[Work order] From the first line of the data below, copy each line up to the one containing "of the outdoor", and include that line too.

[Data for review]

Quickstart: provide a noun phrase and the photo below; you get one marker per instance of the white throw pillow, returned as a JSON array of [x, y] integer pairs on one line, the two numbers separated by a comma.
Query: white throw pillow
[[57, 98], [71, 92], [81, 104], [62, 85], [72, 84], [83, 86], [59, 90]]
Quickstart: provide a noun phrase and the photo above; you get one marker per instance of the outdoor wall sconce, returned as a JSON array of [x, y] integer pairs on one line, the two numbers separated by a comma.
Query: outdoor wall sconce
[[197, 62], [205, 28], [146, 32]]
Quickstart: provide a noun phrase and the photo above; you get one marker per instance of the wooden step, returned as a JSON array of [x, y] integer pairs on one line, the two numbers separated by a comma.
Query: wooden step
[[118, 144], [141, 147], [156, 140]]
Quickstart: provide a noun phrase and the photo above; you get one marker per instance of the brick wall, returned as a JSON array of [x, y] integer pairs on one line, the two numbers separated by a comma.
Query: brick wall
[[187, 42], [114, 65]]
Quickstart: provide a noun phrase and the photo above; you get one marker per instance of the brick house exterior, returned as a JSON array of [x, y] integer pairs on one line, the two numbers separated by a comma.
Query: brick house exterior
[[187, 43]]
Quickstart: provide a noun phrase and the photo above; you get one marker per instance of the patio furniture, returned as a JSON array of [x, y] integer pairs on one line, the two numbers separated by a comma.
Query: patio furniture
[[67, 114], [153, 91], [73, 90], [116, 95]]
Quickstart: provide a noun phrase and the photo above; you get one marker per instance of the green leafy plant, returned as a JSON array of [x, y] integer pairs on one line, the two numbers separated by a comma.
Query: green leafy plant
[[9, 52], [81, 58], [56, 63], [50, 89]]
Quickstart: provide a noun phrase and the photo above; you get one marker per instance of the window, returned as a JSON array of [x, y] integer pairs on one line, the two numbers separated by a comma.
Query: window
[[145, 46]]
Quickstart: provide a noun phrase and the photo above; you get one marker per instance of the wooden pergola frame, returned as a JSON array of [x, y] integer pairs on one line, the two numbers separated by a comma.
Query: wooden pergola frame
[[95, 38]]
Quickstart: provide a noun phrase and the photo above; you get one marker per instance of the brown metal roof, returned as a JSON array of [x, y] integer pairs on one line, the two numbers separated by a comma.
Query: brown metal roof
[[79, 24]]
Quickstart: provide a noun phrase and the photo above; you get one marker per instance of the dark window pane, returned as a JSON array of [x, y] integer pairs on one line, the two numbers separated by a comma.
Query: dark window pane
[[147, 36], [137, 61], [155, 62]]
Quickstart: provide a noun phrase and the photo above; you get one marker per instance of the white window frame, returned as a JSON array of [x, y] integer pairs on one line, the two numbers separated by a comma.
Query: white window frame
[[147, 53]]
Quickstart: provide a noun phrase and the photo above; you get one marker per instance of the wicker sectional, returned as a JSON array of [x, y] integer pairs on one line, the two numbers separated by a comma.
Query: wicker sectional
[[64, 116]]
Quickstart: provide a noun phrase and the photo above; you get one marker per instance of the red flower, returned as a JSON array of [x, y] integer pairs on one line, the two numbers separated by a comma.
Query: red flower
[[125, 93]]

[Output of the exercise]
Quickstart: provide a noun phrase and the photo below; you get one marker per instance of the white throw pillow, returned as a JSON array of [x, y] integer pairs on one line, the two numbers separated by a comma.
Query: white throw pillow
[[57, 98], [71, 92], [81, 104], [62, 85], [72, 84], [83, 86], [59, 90]]
Quickstart: provide a noun phrase and the photo above; you get one marker per instance of the outdoor wall sconce, returned as a JSON array of [x, y] integer pairs on one line, the two numbers separated by a comma.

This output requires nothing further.